___ RECORDS SUPPLIED ___

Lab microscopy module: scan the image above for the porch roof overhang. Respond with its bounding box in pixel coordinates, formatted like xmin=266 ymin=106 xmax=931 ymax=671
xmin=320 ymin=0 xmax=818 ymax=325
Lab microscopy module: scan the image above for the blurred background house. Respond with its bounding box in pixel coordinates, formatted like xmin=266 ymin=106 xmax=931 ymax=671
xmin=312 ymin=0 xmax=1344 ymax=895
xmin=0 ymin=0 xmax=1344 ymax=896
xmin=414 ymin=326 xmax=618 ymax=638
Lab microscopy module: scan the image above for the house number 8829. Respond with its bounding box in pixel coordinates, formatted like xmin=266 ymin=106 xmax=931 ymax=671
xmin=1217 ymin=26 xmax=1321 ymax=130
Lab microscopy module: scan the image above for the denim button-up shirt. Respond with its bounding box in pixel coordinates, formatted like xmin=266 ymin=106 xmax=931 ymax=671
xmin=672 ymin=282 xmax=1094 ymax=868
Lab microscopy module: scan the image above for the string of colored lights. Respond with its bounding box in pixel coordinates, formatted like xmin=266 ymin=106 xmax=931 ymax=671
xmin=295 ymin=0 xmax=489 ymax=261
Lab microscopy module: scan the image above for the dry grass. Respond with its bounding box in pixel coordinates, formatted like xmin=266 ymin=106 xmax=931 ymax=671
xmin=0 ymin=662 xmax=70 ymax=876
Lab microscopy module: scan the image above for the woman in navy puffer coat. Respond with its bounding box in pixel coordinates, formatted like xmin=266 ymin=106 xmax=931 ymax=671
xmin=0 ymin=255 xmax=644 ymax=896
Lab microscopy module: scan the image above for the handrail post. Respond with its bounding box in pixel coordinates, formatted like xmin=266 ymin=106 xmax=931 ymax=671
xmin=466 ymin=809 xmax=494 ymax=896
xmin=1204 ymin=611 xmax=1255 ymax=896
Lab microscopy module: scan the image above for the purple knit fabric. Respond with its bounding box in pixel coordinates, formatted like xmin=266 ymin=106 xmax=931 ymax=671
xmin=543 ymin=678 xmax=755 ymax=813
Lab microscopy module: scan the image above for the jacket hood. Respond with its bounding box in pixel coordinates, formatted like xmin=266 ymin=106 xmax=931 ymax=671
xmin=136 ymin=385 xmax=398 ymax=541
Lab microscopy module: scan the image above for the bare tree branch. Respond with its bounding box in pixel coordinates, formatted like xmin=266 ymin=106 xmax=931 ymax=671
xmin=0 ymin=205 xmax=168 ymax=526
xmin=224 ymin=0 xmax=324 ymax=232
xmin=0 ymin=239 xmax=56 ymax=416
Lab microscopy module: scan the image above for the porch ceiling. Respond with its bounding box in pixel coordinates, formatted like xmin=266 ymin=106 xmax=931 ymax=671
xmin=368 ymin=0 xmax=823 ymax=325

___

### GOAL OF THE EXERCISE
Lay out every line of the rows above as a numbered list, skipping any blank lines.

### FINAL RESULT
1. Lab microscopy module: scan the image above for the porch roof overhang. Respond with its bounding box in pixel coordinates, formatted like xmin=266 ymin=106 xmax=931 ymax=671
2. xmin=320 ymin=0 xmax=818 ymax=325
3. Lab microscopy module: scan the image above for the blurred background house. Respond with its bounding box in pixel coordinates, formatted like xmin=266 ymin=106 xmax=931 ymax=671
4. xmin=312 ymin=0 xmax=1344 ymax=895
5. xmin=0 ymin=0 xmax=1344 ymax=896
6. xmin=414 ymin=326 xmax=618 ymax=638
7. Lab microscopy module: scan the image above for the house number 8829. Respond with its bounding box in pixel coordinates, formatted like xmin=266 ymin=106 xmax=931 ymax=671
8. xmin=1217 ymin=26 xmax=1321 ymax=130
9. Lab microscopy module: scan the image above for the denim button-up shirt. Respond with its bounding box in pixel coordinates, formatted like xmin=266 ymin=106 xmax=931 ymax=671
10. xmin=672 ymin=282 xmax=1094 ymax=868
11. Lab microscopy module: scan the image above for the string of colored lights. Respond with its bounding box in pixel coordinates, formatted like xmin=266 ymin=106 xmax=931 ymax=671
12. xmin=295 ymin=0 xmax=489 ymax=261
13. Lab microscopy module: scan the image above for the dry grass. Respond with its bounding box in pixel coordinates, formatted like xmin=266 ymin=106 xmax=931 ymax=671
14. xmin=0 ymin=662 xmax=70 ymax=876
15. Lab microscopy module: scan the image above for the woman in navy puffer coat. Respond with its bounding box in pixel coordinates, formatted like xmin=266 ymin=106 xmax=931 ymax=671
16. xmin=0 ymin=255 xmax=644 ymax=896
17. Lab microscopy module: scan the image above for the handrail post. Respond with its bounding box in pixel coordinates, formatted like xmin=266 ymin=106 xmax=931 ymax=671
18. xmin=466 ymin=809 xmax=494 ymax=896
19. xmin=1204 ymin=611 xmax=1255 ymax=896
20. Lab microscopy module: scan the image above for the purple knit fabric. Respond with its bounding box in pixel coordinates, formatted like xmin=266 ymin=106 xmax=931 ymax=671
21. xmin=543 ymin=678 xmax=755 ymax=813
22. Lab microscopy module: scan the image above for the jacket hood. Respond with its bounding box in pixel coordinates, formatted like xmin=266 ymin=106 xmax=931 ymax=671
23. xmin=136 ymin=385 xmax=398 ymax=541
24. Lab microscopy module: scan the image above for the bare tree branch. Respond with its bounding box in pixel coordinates, formatted like xmin=266 ymin=106 xmax=931 ymax=671
25. xmin=0 ymin=205 xmax=168 ymax=526
26. xmin=224 ymin=0 xmax=324 ymax=232
27. xmin=0 ymin=239 xmax=56 ymax=416
28. Lab microscopy module: scan the image above for the porch ceiling. Respond with its bounding box in pixel coordinates, formatted like xmin=266 ymin=106 xmax=931 ymax=671
29. xmin=368 ymin=0 xmax=823 ymax=325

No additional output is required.